Referring expression data →
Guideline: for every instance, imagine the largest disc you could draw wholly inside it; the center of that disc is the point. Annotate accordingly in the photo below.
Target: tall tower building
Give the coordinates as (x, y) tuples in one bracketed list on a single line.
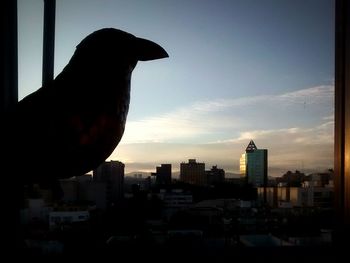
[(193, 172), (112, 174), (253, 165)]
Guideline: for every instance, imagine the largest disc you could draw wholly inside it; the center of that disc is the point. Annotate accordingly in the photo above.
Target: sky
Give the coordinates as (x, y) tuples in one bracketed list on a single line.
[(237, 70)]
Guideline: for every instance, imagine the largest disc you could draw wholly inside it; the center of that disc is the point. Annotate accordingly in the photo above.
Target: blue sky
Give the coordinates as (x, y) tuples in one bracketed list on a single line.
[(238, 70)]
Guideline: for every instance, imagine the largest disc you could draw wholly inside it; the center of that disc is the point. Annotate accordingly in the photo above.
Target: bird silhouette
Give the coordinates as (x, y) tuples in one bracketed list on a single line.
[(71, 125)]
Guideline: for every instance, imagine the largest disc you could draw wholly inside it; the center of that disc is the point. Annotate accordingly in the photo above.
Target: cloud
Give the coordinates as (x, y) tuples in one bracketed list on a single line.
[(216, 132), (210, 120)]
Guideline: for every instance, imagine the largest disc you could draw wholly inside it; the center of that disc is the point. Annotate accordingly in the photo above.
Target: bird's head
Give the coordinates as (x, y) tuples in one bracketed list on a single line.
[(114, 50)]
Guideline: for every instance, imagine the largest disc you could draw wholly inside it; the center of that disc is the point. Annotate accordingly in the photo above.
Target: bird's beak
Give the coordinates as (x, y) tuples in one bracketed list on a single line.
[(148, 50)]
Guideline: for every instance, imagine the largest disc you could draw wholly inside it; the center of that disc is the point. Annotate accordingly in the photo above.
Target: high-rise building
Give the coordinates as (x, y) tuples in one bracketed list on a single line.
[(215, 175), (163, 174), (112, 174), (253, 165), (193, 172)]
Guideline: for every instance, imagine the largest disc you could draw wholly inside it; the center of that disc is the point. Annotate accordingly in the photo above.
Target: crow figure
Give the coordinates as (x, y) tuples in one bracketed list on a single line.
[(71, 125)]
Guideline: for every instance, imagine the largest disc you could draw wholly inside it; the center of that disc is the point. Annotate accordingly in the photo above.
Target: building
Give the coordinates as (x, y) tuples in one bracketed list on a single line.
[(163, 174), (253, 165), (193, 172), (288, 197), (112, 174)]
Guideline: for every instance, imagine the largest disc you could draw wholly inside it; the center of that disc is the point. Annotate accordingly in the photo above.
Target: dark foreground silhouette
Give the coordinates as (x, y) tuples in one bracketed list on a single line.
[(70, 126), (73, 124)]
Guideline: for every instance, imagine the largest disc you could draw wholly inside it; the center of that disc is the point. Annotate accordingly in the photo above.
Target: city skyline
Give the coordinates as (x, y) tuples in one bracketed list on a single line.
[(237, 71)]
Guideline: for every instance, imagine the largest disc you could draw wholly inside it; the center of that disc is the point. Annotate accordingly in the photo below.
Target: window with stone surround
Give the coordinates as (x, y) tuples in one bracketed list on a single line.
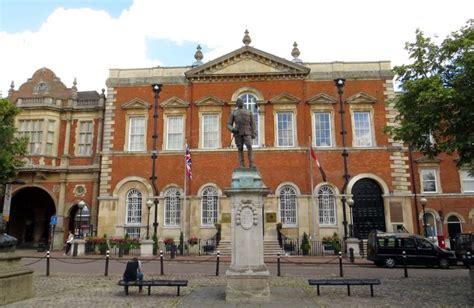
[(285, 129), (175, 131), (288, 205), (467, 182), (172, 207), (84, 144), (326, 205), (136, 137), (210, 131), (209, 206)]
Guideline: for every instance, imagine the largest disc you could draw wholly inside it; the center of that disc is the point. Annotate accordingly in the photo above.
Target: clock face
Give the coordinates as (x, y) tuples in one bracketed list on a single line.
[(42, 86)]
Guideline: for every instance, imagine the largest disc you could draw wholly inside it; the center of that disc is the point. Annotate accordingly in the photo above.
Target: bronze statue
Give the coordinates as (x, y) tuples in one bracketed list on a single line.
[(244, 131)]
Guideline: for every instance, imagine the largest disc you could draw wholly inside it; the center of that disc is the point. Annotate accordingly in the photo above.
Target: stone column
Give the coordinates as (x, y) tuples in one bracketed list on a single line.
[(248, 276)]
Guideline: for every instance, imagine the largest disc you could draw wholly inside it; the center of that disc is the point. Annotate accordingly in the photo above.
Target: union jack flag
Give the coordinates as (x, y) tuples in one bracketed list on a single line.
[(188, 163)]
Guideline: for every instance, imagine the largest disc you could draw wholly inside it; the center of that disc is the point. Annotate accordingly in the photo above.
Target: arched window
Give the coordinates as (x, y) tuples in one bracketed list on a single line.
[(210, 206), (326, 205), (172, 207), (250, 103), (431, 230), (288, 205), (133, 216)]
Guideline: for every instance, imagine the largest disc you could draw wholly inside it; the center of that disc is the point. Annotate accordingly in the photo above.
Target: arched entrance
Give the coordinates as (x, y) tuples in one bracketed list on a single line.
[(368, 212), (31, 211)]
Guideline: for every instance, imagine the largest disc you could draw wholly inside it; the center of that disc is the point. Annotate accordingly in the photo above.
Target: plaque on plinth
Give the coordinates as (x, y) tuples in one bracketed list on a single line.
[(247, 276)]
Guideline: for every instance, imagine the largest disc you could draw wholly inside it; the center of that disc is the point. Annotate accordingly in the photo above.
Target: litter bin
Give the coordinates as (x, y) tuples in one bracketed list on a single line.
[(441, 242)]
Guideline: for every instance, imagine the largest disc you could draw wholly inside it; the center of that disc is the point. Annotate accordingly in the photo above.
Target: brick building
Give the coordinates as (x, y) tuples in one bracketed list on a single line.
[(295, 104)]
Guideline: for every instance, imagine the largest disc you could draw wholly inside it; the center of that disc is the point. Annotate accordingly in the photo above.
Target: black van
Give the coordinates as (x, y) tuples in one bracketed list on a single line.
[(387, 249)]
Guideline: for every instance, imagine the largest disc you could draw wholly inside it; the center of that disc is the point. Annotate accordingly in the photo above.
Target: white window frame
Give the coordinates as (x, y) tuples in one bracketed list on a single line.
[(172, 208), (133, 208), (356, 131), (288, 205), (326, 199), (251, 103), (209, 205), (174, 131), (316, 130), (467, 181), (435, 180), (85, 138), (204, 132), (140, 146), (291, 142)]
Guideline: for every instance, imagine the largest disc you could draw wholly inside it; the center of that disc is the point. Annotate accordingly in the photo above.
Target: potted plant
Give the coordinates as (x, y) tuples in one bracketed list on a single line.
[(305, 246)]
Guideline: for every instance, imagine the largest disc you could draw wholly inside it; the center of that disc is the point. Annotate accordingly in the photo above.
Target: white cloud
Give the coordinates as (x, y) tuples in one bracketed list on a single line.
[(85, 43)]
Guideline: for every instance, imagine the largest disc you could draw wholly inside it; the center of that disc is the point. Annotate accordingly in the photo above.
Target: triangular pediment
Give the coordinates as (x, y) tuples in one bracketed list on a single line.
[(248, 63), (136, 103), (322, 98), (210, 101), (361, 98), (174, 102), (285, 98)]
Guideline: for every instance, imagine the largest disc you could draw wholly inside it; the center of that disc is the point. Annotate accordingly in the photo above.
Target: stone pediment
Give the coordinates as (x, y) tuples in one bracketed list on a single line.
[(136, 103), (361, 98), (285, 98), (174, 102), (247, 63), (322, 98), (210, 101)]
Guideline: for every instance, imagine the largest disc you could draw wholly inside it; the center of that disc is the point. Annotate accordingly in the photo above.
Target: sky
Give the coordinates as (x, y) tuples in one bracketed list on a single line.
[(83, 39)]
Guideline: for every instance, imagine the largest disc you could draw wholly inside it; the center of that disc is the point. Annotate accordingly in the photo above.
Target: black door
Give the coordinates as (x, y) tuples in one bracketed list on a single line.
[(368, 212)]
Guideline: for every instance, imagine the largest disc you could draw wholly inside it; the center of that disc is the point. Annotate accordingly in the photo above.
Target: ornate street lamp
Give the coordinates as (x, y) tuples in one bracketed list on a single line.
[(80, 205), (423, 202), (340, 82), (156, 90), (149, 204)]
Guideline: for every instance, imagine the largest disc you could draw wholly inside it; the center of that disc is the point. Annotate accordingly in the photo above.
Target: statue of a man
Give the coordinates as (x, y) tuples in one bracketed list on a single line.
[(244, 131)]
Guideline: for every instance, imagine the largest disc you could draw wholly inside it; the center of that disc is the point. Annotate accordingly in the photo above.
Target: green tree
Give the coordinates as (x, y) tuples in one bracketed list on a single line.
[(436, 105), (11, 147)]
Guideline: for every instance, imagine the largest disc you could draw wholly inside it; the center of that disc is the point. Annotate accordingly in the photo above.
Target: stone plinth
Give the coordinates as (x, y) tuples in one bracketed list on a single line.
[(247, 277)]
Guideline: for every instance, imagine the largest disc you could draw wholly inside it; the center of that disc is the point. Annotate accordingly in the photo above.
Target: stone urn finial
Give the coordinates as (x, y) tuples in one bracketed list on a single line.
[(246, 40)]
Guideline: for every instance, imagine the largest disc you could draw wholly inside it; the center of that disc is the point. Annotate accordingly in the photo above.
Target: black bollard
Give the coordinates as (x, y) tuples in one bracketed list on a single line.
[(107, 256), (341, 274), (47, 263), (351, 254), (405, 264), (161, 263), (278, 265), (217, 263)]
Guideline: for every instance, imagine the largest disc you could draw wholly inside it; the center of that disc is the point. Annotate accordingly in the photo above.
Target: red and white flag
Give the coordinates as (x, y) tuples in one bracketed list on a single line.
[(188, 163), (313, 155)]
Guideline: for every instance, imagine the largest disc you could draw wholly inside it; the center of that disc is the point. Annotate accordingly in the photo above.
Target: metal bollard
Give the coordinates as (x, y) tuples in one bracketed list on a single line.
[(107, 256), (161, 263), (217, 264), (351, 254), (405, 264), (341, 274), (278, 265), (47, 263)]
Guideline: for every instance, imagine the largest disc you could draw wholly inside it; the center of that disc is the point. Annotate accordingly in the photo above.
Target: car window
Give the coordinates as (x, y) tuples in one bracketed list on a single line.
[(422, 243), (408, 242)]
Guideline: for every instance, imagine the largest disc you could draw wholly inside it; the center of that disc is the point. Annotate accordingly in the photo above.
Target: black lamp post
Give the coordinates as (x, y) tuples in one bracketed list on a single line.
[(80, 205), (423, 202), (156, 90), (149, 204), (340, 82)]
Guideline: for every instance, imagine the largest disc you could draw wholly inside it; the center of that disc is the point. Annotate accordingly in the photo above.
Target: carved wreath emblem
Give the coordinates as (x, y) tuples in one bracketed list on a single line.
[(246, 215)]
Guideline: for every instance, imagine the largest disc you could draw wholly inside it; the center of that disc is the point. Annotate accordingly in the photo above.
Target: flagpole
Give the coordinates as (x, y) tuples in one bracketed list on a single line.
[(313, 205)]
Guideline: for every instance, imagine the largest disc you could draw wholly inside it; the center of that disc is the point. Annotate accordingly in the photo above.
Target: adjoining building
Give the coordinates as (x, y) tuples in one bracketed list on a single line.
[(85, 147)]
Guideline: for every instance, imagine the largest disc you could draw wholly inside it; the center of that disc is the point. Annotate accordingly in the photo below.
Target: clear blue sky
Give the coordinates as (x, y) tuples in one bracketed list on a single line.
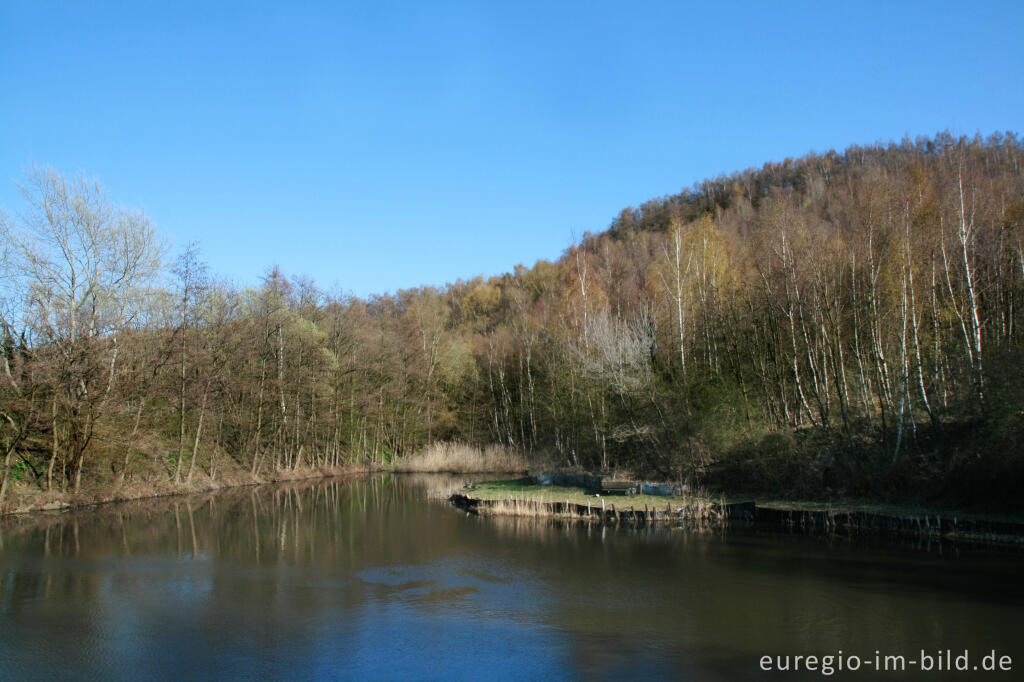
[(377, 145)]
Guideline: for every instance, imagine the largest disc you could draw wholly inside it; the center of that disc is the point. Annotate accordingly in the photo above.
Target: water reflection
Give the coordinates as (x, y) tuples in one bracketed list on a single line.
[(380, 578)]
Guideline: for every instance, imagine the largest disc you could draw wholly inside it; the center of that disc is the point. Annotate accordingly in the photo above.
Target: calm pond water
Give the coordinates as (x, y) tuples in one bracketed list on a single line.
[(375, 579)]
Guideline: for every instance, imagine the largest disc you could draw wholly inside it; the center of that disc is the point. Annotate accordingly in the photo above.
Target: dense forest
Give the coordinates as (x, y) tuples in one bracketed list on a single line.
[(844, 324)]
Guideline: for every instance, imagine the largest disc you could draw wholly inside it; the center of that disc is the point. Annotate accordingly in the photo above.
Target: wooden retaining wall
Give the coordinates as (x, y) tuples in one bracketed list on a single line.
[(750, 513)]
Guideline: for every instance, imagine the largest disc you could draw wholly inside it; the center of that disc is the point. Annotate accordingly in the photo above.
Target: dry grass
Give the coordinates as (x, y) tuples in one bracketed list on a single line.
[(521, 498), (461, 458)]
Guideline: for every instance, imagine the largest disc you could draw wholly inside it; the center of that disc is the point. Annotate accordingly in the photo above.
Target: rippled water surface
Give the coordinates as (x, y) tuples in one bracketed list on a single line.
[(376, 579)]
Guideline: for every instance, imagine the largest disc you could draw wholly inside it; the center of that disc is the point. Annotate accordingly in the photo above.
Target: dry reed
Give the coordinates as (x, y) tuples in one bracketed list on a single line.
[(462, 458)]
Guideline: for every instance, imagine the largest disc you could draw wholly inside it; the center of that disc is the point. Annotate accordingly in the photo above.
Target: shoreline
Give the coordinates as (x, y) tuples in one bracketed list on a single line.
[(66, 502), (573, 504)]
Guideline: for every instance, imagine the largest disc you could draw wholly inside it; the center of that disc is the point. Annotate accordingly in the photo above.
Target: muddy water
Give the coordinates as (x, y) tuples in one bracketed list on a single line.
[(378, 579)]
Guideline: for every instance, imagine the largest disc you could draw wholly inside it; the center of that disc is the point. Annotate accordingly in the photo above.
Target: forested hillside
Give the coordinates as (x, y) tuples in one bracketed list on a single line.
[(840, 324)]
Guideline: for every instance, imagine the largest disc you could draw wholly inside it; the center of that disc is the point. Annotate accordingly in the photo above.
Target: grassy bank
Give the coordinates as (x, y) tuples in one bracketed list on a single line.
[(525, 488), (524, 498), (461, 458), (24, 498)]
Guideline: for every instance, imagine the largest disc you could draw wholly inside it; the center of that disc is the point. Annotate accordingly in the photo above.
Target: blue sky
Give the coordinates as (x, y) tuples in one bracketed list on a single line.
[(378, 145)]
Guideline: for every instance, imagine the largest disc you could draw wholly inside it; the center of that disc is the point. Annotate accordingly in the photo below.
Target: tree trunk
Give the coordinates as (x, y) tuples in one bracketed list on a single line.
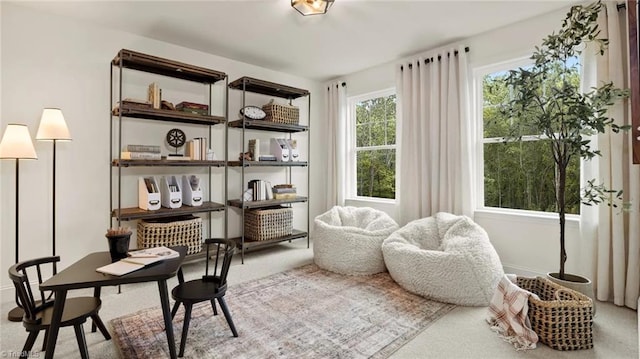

What needs to be done → Wherever the word "white" turns up in the records above, copy the line that holds it.

Exercise result →
Target: white window frame
Target: white cloud
Target: red and white flag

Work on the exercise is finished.